>>

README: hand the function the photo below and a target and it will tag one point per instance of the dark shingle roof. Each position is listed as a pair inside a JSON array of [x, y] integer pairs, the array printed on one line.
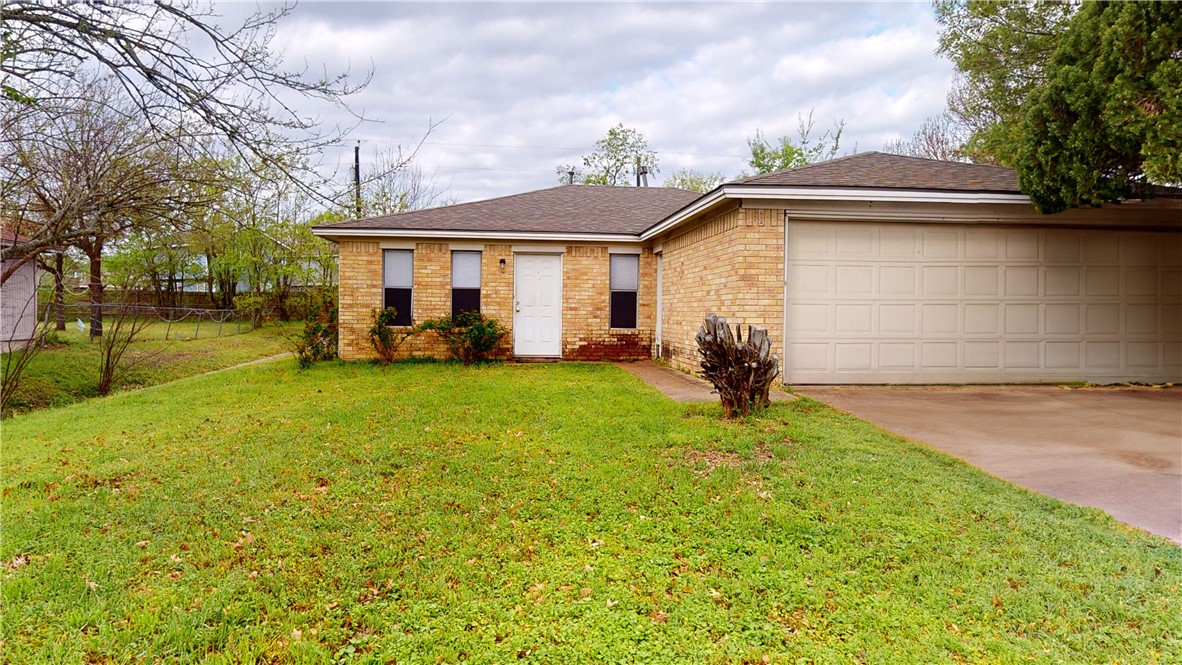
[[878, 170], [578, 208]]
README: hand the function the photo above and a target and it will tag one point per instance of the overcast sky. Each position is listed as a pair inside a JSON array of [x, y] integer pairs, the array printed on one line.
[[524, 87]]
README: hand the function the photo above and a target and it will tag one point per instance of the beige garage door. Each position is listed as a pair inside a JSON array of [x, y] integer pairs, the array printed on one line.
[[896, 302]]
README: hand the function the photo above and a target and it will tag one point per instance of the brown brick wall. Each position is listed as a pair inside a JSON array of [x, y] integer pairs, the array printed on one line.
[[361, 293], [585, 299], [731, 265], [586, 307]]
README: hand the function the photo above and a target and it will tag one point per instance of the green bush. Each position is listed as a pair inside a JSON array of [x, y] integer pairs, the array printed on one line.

<<
>>

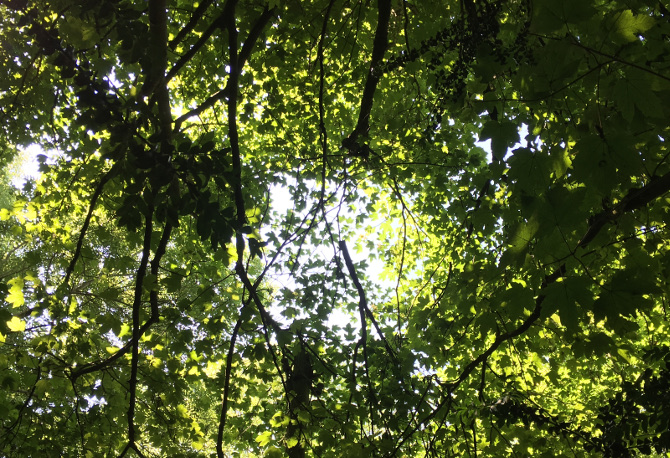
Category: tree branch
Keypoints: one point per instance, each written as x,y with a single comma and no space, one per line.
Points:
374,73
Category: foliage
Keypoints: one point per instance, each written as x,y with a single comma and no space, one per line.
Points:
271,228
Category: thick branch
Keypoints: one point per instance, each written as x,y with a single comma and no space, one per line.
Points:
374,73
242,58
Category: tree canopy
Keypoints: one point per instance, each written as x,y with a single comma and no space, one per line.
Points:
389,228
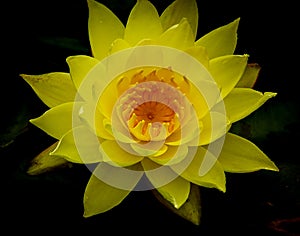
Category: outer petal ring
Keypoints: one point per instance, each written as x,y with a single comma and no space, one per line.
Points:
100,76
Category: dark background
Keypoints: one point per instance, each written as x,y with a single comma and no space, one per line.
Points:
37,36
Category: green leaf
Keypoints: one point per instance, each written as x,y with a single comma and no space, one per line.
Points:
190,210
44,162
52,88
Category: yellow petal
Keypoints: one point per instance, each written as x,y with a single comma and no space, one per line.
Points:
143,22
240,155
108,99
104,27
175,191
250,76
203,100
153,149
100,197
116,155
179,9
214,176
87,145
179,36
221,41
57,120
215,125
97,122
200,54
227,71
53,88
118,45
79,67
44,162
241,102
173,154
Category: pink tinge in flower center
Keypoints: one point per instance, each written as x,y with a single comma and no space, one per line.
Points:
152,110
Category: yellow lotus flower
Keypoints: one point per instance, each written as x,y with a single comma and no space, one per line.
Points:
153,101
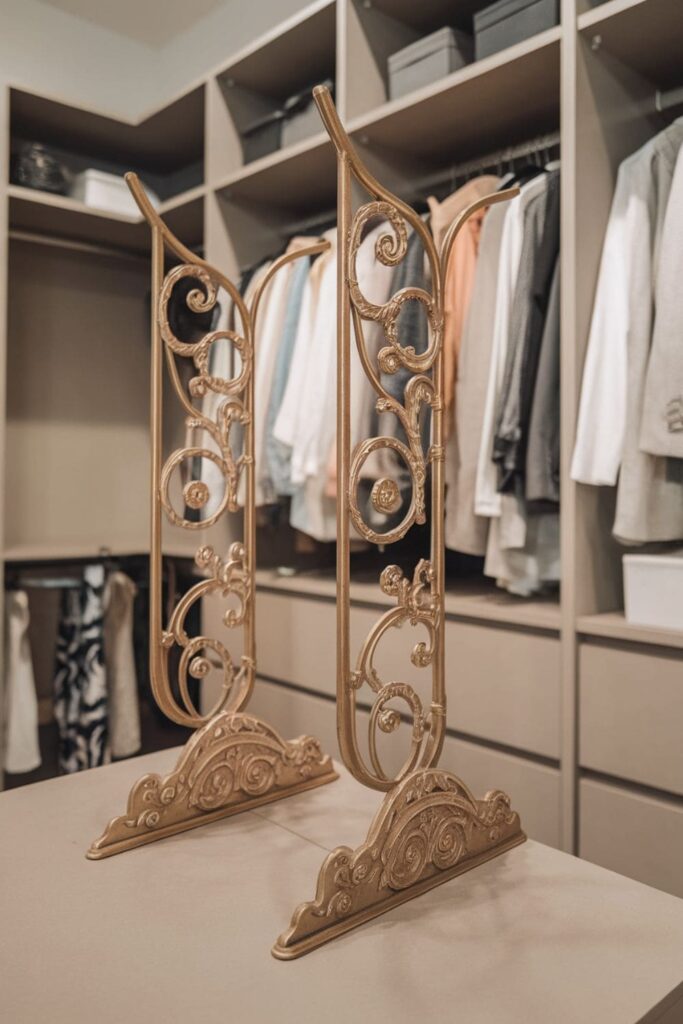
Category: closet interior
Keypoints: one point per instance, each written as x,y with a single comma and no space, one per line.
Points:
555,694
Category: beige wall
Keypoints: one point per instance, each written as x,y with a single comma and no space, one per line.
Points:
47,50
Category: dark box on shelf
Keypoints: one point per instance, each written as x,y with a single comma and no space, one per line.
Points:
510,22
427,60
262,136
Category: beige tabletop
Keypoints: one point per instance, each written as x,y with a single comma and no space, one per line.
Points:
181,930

<<
>>

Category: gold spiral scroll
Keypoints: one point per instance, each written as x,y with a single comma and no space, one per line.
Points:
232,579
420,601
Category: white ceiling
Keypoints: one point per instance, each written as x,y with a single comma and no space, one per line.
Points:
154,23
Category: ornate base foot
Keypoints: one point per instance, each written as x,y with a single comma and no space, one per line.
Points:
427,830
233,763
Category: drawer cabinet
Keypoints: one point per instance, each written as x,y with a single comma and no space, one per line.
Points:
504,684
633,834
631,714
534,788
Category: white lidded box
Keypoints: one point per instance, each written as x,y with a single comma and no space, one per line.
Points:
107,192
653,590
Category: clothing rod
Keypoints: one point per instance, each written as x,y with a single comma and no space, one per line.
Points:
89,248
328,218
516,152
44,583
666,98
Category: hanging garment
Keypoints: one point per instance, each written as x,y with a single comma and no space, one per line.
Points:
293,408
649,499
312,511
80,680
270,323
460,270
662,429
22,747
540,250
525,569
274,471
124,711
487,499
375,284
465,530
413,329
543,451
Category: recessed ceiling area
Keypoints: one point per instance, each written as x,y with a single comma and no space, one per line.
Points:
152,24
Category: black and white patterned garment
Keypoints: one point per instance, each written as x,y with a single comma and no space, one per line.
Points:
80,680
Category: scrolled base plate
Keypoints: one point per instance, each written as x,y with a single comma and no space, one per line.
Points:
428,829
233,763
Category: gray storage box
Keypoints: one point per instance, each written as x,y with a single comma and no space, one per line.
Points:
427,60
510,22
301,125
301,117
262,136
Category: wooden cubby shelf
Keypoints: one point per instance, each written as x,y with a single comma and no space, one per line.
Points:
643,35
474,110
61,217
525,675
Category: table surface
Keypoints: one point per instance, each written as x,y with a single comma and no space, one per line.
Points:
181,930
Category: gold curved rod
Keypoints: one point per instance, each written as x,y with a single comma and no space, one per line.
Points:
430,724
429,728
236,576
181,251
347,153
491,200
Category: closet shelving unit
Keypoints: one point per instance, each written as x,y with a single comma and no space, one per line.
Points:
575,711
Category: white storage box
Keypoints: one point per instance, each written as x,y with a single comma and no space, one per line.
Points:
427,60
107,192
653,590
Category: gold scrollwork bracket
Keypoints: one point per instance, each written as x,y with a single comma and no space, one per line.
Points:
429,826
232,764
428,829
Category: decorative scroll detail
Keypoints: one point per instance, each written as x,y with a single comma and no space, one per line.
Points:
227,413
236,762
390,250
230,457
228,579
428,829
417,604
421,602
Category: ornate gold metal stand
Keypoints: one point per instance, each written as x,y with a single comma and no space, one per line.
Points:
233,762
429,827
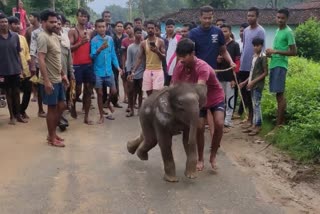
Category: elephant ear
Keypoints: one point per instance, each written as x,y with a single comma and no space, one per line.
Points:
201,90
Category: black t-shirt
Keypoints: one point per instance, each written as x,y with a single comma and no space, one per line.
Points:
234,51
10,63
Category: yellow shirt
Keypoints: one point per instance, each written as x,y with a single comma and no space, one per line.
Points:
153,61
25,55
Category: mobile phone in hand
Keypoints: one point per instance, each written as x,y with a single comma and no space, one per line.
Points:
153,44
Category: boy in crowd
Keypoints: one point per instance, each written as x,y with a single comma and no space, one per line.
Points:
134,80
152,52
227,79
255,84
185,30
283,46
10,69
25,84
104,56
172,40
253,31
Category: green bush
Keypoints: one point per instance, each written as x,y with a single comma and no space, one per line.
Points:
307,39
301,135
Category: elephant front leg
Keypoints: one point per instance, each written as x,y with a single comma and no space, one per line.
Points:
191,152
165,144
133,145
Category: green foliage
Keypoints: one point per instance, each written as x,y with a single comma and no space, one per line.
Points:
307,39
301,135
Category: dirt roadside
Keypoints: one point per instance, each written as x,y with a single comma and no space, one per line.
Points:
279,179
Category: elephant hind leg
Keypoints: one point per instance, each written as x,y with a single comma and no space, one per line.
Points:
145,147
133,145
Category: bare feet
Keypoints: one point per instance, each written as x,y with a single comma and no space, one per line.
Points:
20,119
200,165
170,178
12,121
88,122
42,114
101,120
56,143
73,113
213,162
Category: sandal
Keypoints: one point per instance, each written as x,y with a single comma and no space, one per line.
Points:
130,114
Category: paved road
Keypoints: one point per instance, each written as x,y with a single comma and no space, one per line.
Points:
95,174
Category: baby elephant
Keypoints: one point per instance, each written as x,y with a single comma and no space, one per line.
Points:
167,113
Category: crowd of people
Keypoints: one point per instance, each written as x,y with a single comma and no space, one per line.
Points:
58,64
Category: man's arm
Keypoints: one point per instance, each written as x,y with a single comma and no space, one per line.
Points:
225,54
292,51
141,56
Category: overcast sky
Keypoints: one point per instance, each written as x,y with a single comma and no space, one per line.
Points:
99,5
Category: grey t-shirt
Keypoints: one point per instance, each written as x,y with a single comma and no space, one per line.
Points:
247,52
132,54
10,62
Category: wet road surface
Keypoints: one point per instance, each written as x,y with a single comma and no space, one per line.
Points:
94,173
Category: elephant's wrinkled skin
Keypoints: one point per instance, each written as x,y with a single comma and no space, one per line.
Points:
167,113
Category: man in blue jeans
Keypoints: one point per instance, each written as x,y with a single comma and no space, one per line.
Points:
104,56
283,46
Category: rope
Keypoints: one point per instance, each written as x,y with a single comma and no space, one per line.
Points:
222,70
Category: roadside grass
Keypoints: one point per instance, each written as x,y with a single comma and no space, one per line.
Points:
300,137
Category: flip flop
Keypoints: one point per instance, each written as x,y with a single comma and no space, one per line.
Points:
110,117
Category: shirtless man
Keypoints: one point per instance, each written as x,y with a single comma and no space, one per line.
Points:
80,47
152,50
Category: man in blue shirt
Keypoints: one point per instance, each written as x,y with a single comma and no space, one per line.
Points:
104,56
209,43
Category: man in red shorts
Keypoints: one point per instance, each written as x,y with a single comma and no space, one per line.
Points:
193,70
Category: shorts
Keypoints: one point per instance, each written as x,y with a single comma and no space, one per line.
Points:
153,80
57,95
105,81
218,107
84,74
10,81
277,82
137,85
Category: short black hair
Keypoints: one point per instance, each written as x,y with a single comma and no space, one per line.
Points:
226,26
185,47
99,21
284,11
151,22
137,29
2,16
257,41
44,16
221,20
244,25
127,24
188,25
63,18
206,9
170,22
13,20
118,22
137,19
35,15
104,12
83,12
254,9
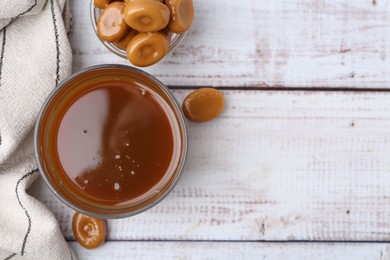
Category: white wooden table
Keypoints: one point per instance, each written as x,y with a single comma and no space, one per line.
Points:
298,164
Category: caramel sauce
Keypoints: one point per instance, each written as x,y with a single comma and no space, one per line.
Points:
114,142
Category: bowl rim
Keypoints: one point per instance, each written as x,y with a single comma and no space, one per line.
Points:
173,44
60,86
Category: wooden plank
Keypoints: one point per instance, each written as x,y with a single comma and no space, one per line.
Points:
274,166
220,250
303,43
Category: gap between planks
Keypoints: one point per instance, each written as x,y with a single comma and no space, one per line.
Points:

<<

■ PROBLEM REQUIREMENTS:
Return all lines in the entries above that carry the word "storage".

■ ANSWER:
Category: gray storage box
Category: white storage box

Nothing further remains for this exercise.